***** Data to use

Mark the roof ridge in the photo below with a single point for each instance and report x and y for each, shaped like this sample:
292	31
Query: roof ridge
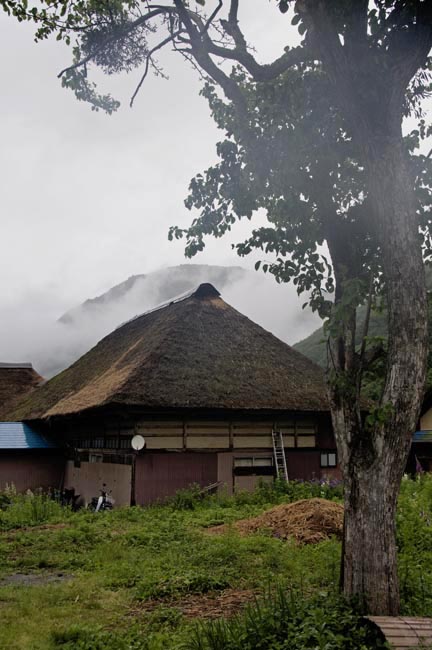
205	289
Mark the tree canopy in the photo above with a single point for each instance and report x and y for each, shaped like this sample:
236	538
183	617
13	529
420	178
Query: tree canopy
315	139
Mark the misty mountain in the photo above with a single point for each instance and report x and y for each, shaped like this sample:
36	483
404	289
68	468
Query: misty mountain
141	292
275	307
314	345
32	331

**********

# [Brief]
Copy the whole of the material above exactly, but not its images.

# [Task output]
Mark the roof ridge in the photo below with a single point for each instance and report x and y for each, shaped like this sample:
292	31
Query: roof ridge
205	289
Mark the tree canopy in the photo above with a single point for each instance and report x and y for each, shaped like this sample:
236	538
183	617
13	529
420	178
Query: tree canopy
315	139
Mark the misty mountain in the photo above with a single point for each instance and report x and y for each, shaped like this sample:
36	483
404	289
68	468
Query: misty mountain
141	292
275	307
314	345
32	331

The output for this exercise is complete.